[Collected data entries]
============

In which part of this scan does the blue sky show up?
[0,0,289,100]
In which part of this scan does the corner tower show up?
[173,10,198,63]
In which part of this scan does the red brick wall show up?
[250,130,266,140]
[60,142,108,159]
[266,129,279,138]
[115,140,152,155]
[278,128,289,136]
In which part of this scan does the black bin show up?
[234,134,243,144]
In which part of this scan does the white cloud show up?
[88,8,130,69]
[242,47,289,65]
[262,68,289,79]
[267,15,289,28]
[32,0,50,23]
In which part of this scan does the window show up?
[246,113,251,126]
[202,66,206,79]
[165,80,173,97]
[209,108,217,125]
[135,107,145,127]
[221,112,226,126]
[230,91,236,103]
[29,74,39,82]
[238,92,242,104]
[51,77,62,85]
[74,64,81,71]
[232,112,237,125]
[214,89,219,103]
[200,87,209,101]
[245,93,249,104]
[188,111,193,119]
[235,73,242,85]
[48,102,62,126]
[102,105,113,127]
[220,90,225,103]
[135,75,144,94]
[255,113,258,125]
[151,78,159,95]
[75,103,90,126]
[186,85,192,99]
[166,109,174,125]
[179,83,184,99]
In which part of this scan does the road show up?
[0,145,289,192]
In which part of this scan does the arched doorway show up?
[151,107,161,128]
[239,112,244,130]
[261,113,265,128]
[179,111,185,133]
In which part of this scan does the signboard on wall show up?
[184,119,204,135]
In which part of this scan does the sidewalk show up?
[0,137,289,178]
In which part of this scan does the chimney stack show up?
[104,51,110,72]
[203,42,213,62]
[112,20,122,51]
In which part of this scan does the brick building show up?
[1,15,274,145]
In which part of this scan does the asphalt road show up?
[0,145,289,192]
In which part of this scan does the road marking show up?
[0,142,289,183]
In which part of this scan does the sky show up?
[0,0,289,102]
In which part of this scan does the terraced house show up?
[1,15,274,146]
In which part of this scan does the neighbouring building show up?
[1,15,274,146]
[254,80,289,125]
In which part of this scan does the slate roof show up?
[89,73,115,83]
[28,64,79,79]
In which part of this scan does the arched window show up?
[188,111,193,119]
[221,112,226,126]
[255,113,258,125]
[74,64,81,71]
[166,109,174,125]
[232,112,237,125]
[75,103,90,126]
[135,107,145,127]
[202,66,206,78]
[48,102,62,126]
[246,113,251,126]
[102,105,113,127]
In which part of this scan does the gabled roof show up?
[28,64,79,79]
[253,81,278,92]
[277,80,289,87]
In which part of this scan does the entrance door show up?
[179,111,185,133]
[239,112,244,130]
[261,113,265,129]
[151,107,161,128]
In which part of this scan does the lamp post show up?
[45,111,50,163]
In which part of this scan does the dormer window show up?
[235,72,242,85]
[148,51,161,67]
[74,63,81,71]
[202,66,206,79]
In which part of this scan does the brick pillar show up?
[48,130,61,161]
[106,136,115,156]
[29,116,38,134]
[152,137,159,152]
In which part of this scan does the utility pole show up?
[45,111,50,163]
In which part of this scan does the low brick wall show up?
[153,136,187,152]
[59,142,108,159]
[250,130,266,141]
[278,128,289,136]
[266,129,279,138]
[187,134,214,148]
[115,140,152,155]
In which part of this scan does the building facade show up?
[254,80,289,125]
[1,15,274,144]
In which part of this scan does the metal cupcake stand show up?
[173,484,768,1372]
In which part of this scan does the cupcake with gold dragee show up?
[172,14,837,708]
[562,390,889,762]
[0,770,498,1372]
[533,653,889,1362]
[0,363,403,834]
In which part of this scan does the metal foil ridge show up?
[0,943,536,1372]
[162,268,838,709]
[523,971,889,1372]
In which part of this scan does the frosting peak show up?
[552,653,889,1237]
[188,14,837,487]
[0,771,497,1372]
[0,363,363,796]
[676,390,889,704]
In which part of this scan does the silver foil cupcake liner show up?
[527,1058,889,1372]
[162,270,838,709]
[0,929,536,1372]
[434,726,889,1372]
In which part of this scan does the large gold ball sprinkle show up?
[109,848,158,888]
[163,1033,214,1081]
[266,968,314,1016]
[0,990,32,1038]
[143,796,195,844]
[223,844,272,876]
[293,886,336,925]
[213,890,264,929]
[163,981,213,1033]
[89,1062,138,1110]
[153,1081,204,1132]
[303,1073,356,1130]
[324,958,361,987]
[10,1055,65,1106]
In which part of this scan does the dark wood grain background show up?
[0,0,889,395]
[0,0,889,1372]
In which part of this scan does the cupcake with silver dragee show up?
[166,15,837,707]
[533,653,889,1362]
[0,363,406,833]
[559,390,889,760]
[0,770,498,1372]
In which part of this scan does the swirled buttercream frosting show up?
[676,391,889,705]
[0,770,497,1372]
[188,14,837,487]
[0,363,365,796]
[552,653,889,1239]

============

» TASK STATEMENT
Update the data from the start through the line containing "[32,0,50,23]", replacing "white cloud" with "gray cloud" and keeping everything else the same.

» SOLUTION TO THIS PROBLEM
In which part of this scan does the blue sky show up?
[0,0,289,100]
In which part of this scan does the corner tower show up?
[173,10,198,63]
In which part of this scan does the red brick wall show up?
[250,130,266,140]
[60,142,108,159]
[266,129,279,138]
[115,140,152,155]
[278,128,289,136]
In which part of this scan does the black bin show up?
[234,134,243,144]
In which part of this scan does the gray cloud show up?
[88,8,130,69]
[242,47,289,65]
[262,68,289,79]
[267,15,289,28]
[32,0,50,23]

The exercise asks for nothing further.